EXERCISE INPUT:
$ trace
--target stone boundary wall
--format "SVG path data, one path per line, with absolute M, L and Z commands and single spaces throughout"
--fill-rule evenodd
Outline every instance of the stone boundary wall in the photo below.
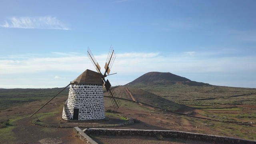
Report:
M 86 134 L 84 132 L 81 130 L 79 128 L 76 127 L 74 128 L 73 131 L 78 136 L 79 138 L 86 144 L 97 144 L 98 143 L 93 140 L 92 138 Z
M 106 128 L 88 128 L 82 130 L 89 135 L 112 136 L 143 136 L 176 138 L 184 140 L 217 144 L 254 144 L 256 141 L 230 137 L 173 130 L 126 130 Z

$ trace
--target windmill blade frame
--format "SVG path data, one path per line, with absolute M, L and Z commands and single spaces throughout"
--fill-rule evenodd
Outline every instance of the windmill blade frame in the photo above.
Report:
M 100 68 L 100 68 L 100 66 L 98 65 L 98 64 L 96 61 L 89 47 L 88 47 L 87 54 L 88 57 L 92 62 L 92 64 L 94 64 L 94 66 L 95 67 L 97 71 L 101 74 L 102 82 L 103 83 L 103 87 L 104 87 L 104 86 L 105 86 L 105 88 L 107 90 L 109 95 L 111 96 L 110 100 L 111 100 L 111 102 L 115 111 L 117 111 L 122 103 L 119 99 L 116 98 L 117 98 L 116 94 L 114 91 L 114 88 L 111 86 L 111 84 L 108 81 L 108 80 L 107 80 L 106 81 L 105 79 L 105 77 L 107 76 L 106 74 L 107 73 L 108 74 L 109 74 L 110 69 L 112 68 L 114 62 L 116 59 L 116 55 L 114 50 L 113 50 L 112 46 L 111 45 L 110 46 L 108 57 L 107 58 L 107 60 L 104 66 L 105 71 L 104 72 L 104 74 L 102 74 L 100 72 Z
M 89 47 L 88 47 L 88 49 L 87 50 L 87 56 L 88 56 L 88 58 L 89 58 L 89 59 L 91 60 L 91 62 L 92 62 L 92 63 L 94 64 L 93 66 L 94 66 L 95 68 L 96 68 L 96 70 L 97 70 L 98 72 L 100 73 L 102 75 L 102 74 L 100 72 L 100 65 L 99 65 L 99 64 L 97 62 L 95 58 L 93 56 L 92 52 L 90 50 L 90 48 L 89 48 Z
M 110 49 L 109 50 L 108 55 L 107 58 L 106 64 L 105 64 L 104 68 L 106 70 L 104 73 L 104 75 L 105 75 L 106 73 L 107 73 L 108 75 L 109 74 L 110 69 L 112 68 L 113 64 L 114 63 L 114 62 L 115 61 L 116 56 L 116 54 L 113 49 L 113 47 L 112 47 L 112 46 L 110 46 Z

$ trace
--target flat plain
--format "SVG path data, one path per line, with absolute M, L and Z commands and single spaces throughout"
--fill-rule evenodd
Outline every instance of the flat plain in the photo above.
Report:
M 0 89 L 0 143 L 82 143 L 72 132 L 72 128 L 44 127 L 30 123 L 36 120 L 45 125 L 67 124 L 74 127 L 83 125 L 85 128 L 117 122 L 113 120 L 100 124 L 70 124 L 63 121 L 61 115 L 63 104 L 68 98 L 68 89 L 34 116 L 29 117 L 61 89 Z M 115 90 L 119 97 L 128 100 L 120 100 L 122 104 L 119 113 L 136 118 L 140 122 L 109 128 L 173 130 L 256 140 L 255 88 L 176 84 L 120 86 L 115 87 Z M 106 92 L 104 95 L 107 96 Z M 106 97 L 104 102 L 105 110 L 114 109 L 109 98 Z M 110 120 L 126 120 L 115 117 L 114 114 L 106 114 Z M 94 138 L 100 143 L 113 140 Z M 124 138 L 129 138 L 117 137 L 114 140 L 118 142 Z M 175 144 L 195 142 L 148 138 L 137 142 L 144 143 L 157 140 L 159 143 L 166 141 Z

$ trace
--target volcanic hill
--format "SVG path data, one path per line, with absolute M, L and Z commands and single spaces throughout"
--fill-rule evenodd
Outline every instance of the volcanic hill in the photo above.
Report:
M 150 85 L 154 84 L 182 84 L 191 86 L 209 86 L 209 84 L 193 81 L 170 72 L 149 72 L 138 77 L 125 85 L 137 84 Z

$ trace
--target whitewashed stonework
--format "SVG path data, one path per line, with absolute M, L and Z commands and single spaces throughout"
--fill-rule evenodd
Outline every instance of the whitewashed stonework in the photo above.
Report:
M 89 78 L 93 78 L 90 76 Z M 100 81 L 101 80 L 101 79 Z M 68 98 L 64 105 L 62 119 L 89 120 L 105 118 L 102 84 L 71 83 Z

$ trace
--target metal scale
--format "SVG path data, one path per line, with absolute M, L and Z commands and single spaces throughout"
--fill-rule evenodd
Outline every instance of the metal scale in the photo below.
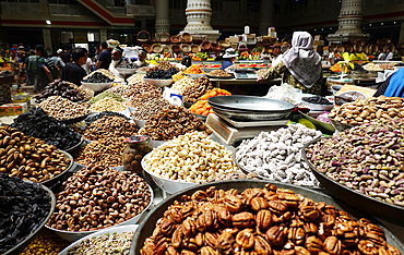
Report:
M 214 113 L 207 116 L 206 125 L 227 145 L 285 126 L 286 116 L 295 108 L 289 102 L 251 96 L 213 97 L 209 104 Z

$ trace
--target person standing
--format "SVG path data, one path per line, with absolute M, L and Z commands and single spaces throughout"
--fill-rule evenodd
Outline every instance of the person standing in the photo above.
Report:
M 236 50 L 233 49 L 233 48 L 227 48 L 226 51 L 225 51 L 225 54 L 223 56 L 223 58 L 225 59 L 225 61 L 223 61 L 222 66 L 221 66 L 221 70 L 225 70 L 228 66 L 231 66 L 233 65 L 233 63 L 237 59 Z
M 76 48 L 72 50 L 72 62 L 67 63 L 63 69 L 62 81 L 74 83 L 81 86 L 81 81 L 86 74 L 85 70 L 82 68 L 87 60 L 87 54 L 85 49 Z
M 34 85 L 34 92 L 43 90 L 49 83 L 54 82 L 58 77 L 58 73 L 61 76 L 60 70 L 54 64 L 50 58 L 46 58 L 45 48 L 43 45 L 35 46 L 35 54 L 39 57 L 39 76 L 38 84 Z
M 391 49 L 387 49 L 388 56 L 385 57 L 385 61 L 392 61 L 393 60 L 393 52 L 391 52 Z
M 107 42 L 103 41 L 99 46 L 102 52 L 98 56 L 97 63 L 95 64 L 95 70 L 105 69 L 108 70 L 111 62 L 111 52 L 108 50 Z

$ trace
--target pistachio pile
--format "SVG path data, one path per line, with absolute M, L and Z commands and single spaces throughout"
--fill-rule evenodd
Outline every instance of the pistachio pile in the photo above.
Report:
M 321 139 L 307 158 L 332 180 L 373 198 L 404 206 L 404 120 L 378 120 Z

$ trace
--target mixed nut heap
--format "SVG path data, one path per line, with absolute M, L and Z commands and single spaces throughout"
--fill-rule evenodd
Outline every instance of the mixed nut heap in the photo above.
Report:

WHAT YOU ARE ASKED TO DO: Copy out the records from the very first line through the line with "M 106 128 L", keeping every line word for word and leaving out the picture.

WRITTEN SOLUTION:
$ trace
--target stone boundary wall
--format "SVG path data, one path per line, with absolute M, L and Z commands and single spaces throughout"
--fill-rule evenodd
Outline every instance of the stone boundary wall in the photo below.
Report:
M 86 134 L 84 132 L 81 130 L 79 128 L 76 127 L 74 128 L 73 131 L 78 136 L 79 138 L 86 144 L 97 144 L 98 143 L 93 140 L 92 138 Z
M 106 128 L 88 128 L 82 130 L 89 135 L 112 136 L 143 136 L 176 138 L 184 140 L 217 144 L 254 144 L 256 141 L 230 137 L 173 130 L 126 130 Z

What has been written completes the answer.